Requirements:
Lay out every line of the material below as a JSON list of strings, one string per line, with blank lines skipped. Leave the pictures out of the list.

Stored data entries
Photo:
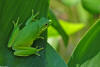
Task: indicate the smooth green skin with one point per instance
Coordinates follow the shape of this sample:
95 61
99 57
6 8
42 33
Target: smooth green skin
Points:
92 6
22 40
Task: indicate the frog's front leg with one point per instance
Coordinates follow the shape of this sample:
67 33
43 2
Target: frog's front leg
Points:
26 51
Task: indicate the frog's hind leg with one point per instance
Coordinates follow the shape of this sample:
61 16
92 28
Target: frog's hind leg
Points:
27 51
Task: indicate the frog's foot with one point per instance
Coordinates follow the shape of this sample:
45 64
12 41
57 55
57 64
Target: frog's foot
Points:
27 51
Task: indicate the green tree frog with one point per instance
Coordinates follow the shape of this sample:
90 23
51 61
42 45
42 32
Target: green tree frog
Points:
21 40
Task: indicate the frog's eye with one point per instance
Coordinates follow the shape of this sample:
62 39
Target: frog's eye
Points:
46 24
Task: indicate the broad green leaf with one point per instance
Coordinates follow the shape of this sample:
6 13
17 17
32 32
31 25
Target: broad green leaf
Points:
54 60
70 27
12 9
94 62
92 6
70 2
88 47
58 27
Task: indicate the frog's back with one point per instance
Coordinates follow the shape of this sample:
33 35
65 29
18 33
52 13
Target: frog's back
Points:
27 35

Solution:
[
  "Photo:",
  "Task: indicate the smooth green skin with one point per instance",
  "Coordinates follow the shape of this sample:",
  "95 61",
  "99 57",
  "6 8",
  "42 33",
  "Target: smooth green skin",
  "Points:",
  "92 6",
  "22 40",
  "Task: indicate the frog's front leg with one point per instance",
  "Coordinates follow the shape of this sample:",
  "67 33",
  "43 2",
  "Target: frog's front leg",
  "Points:",
  "26 51",
  "Task: indicate the frog's hind leg with one point per instance",
  "Coordinates follow the shape of this sample:",
  "61 16",
  "92 28",
  "Target: frog's hind leg",
  "Points:",
  "27 51",
  "Task: indicate the frog's foot with one point per instance",
  "Coordinates follow the shape of this sample:",
  "45 64",
  "12 41",
  "57 55",
  "57 64",
  "Target: frog's foot",
  "Points:",
  "27 51",
  "Task: indicate the green tree frog with one point per instance",
  "Coordinates follow the shape of this sample:",
  "90 23",
  "51 61",
  "42 45",
  "42 32",
  "Target: green tree frog",
  "Points:",
  "21 40",
  "Task: indicate the frog's eye with one point per instance",
  "Coordinates follow the shape of this sample:",
  "62 39",
  "Target: frog's eye",
  "Points:",
  "46 24",
  "Task: indicate the broad green leaf with one point per instance",
  "Coordinates follow the shape of this sample:",
  "6 13",
  "17 17",
  "32 32",
  "31 25",
  "Target: broad green leaf",
  "Points:",
  "54 60",
  "70 27",
  "12 9",
  "94 62",
  "92 6",
  "70 2",
  "88 47",
  "58 27",
  "Task: indicate the frog's back with one point per instance",
  "Coordinates follow the shape of this sample:",
  "33 35",
  "65 29",
  "18 33",
  "52 13",
  "Target: frog's back",
  "Points:",
  "27 35"
]